## [Problem]
Please duplicate the lines of the records below, starting at the line containing "Give the mask of every instance of the blue" and ending at the line containing "M591 572L588 569L574", including both of those lines, and give only those lines.

## [Source records]
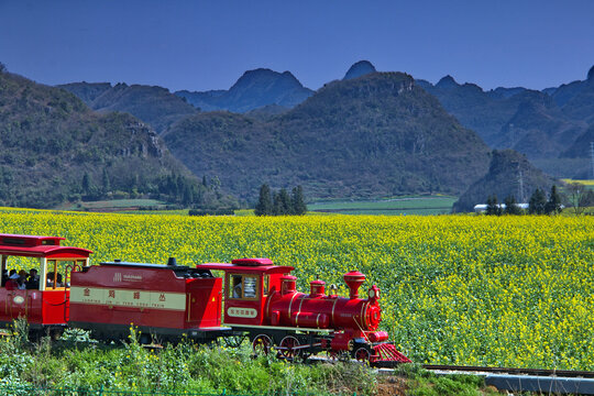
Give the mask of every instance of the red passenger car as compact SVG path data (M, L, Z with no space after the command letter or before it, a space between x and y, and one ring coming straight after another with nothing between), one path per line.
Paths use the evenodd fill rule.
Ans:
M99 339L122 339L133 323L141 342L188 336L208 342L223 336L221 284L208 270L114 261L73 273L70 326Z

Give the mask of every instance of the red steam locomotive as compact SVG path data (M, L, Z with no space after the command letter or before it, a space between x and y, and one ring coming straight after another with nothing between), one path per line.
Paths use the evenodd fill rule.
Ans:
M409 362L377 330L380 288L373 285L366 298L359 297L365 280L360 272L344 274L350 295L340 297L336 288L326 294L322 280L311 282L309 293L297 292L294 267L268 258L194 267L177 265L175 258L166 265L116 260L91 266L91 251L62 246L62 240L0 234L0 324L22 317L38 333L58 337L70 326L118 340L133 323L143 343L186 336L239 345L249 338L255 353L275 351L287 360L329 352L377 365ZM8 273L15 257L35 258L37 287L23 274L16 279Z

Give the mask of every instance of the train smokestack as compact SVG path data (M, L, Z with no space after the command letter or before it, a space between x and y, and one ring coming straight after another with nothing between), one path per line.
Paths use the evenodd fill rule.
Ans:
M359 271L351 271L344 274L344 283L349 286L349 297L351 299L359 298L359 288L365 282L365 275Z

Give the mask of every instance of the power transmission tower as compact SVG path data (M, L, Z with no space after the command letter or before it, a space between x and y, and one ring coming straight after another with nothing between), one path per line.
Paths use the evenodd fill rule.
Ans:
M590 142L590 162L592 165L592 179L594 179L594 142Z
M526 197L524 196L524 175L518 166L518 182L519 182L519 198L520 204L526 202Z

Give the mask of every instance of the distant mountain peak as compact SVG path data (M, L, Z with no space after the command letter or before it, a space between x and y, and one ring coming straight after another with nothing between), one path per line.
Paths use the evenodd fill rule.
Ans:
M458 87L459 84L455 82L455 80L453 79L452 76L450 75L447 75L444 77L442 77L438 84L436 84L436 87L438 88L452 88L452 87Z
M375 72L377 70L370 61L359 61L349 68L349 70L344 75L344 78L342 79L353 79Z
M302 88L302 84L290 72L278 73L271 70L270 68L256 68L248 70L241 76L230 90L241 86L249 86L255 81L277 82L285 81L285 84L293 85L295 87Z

--

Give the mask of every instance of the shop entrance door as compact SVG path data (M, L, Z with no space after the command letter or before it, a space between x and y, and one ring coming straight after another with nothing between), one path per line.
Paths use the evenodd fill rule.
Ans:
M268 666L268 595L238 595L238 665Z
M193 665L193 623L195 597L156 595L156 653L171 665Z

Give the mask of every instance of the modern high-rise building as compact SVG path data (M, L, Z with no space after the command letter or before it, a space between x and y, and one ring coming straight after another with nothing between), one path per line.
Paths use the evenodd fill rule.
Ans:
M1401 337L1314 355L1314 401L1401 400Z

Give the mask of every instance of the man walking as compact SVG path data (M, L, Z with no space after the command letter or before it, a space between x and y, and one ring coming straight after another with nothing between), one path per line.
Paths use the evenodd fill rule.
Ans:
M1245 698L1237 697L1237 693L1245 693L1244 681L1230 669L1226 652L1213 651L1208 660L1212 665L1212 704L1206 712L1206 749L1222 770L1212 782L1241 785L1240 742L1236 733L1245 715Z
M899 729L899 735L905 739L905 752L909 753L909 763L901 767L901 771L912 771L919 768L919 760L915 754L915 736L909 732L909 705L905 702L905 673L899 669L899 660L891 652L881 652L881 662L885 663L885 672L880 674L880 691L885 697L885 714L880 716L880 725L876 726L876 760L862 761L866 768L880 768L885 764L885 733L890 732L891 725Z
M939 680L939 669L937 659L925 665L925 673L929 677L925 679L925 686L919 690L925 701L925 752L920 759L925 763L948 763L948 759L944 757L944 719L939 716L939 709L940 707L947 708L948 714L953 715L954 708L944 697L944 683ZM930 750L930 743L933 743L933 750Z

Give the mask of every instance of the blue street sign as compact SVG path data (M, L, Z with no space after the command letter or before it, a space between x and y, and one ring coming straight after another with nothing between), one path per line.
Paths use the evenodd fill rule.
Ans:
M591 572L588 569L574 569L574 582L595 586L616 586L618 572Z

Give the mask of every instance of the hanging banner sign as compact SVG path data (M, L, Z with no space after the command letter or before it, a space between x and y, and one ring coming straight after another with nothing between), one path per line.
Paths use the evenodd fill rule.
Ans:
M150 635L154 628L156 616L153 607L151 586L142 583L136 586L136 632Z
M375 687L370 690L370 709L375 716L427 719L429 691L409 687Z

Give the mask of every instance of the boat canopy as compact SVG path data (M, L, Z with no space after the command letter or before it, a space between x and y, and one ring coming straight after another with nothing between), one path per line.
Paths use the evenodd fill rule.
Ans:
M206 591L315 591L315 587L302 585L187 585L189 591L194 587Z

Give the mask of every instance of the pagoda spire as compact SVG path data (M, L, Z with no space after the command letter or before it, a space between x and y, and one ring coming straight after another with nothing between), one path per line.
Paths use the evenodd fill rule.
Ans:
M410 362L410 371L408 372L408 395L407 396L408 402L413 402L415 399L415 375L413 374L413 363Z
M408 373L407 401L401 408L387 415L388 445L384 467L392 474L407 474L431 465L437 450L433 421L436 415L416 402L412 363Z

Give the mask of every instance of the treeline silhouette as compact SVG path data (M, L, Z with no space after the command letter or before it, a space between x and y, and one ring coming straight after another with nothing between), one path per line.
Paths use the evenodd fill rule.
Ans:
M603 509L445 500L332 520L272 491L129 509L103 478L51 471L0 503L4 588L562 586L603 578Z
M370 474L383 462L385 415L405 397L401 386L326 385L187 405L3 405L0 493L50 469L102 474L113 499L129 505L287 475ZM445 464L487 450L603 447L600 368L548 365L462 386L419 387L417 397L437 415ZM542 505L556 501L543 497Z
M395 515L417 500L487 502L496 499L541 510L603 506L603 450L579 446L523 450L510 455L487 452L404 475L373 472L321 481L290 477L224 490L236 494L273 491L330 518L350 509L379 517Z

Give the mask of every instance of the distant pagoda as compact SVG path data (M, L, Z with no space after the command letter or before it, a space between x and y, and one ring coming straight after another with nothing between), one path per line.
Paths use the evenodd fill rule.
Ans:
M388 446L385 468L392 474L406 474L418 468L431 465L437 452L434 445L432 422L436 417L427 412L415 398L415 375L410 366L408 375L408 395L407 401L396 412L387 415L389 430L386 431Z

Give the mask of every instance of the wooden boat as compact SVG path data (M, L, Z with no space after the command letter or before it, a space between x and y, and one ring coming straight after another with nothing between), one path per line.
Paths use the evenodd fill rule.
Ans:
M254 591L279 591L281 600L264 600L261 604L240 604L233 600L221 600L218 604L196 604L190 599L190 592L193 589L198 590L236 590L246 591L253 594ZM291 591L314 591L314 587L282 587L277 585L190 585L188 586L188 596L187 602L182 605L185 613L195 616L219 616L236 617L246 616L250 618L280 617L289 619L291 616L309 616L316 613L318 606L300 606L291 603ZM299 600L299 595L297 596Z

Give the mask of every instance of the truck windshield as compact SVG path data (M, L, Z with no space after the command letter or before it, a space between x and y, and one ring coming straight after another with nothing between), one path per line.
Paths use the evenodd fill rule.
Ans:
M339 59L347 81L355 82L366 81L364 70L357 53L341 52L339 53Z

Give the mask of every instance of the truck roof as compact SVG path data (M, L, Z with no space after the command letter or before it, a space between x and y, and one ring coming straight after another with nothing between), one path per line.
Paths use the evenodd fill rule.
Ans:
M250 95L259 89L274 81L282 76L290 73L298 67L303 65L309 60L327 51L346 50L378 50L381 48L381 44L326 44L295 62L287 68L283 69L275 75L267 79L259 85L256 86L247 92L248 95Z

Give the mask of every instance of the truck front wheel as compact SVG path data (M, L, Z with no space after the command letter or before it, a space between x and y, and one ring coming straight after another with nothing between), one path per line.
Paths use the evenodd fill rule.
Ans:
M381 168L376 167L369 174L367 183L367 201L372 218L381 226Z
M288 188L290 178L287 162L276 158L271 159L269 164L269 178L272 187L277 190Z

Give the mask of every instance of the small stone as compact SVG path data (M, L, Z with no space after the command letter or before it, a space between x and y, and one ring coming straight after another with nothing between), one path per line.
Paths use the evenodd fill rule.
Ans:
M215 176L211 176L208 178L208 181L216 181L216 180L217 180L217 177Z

...

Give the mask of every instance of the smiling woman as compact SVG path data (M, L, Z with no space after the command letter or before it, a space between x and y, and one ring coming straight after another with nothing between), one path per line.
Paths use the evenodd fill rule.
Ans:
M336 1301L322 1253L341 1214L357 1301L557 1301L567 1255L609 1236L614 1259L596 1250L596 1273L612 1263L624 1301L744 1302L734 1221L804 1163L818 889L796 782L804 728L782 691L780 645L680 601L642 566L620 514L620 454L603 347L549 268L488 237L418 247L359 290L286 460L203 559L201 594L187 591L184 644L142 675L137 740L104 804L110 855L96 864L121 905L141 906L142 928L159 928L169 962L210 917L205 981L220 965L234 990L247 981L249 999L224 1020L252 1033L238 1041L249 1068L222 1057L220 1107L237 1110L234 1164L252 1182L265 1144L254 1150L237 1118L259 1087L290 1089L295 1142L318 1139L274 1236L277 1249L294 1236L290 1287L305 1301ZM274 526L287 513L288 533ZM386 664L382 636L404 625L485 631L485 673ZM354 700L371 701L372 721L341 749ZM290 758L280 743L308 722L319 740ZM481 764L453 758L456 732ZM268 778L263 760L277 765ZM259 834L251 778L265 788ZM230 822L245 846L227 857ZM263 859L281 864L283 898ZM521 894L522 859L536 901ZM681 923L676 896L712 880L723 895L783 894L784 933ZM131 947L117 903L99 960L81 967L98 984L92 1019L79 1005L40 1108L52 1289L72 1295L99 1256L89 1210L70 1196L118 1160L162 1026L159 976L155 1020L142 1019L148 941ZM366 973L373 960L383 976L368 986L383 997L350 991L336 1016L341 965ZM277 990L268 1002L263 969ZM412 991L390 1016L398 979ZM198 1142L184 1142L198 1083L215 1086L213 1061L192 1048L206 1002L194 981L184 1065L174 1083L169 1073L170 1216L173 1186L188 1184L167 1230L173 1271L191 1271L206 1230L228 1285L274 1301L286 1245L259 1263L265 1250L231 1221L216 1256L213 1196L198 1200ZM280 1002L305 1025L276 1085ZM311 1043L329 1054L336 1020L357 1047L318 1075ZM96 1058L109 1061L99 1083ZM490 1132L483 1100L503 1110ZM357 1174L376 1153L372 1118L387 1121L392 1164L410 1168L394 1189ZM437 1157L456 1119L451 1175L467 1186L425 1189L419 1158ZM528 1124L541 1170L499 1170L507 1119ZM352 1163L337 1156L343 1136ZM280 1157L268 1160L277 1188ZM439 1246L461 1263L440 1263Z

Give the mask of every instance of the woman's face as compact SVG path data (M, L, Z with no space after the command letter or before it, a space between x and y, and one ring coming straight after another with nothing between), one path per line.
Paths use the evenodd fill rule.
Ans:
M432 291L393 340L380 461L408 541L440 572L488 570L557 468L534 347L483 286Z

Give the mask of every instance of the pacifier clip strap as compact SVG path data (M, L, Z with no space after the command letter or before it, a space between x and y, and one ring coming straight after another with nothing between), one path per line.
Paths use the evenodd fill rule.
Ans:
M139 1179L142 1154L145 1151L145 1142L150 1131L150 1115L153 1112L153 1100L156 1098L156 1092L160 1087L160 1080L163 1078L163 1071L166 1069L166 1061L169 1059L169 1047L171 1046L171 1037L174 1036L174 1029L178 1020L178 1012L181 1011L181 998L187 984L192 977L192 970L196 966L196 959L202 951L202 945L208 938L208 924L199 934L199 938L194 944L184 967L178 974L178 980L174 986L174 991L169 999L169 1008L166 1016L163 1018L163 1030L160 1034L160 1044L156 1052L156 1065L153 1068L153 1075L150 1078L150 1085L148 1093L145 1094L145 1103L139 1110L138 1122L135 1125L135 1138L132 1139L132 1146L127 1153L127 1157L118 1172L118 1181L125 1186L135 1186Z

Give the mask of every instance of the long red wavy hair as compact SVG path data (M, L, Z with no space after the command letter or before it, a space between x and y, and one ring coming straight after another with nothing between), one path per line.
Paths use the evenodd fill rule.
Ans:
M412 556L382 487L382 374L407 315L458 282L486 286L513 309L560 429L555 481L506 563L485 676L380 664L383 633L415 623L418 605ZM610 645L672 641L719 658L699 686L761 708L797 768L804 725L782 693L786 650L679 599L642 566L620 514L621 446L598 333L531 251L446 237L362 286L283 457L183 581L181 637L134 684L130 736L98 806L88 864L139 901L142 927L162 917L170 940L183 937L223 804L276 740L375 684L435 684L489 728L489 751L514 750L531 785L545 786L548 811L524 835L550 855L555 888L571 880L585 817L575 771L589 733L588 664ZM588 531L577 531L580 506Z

## [Written answer]
Give the mask of every instance of the blue street sign as compact SVG path data (M, L, Z with no space after the command letter or before it, a space between x and y, and one ring coming straight after another with nothing between), one path per line.
Paths use the evenodd fill rule.
Ans:
M591 572L588 569L574 569L574 582L595 586L616 586L618 572Z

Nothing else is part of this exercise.